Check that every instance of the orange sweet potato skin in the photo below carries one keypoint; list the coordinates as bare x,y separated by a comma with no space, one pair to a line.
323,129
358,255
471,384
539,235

--- Short exercise ---
Arrange the lines above as a two-column CSV headed instruction and response, with each instruction in one row beside its answer. Put each field in double quotes and replace line breaks with spaces.

--- Solution to the problem ---
instruction,response
"Check that every instance of the orange sweet potato skin in the photo below carries one keypoint; list the coordinates as bare x,y separated by a comma with no space, one pair to a line.","323,129 358,255 471,384 539,235"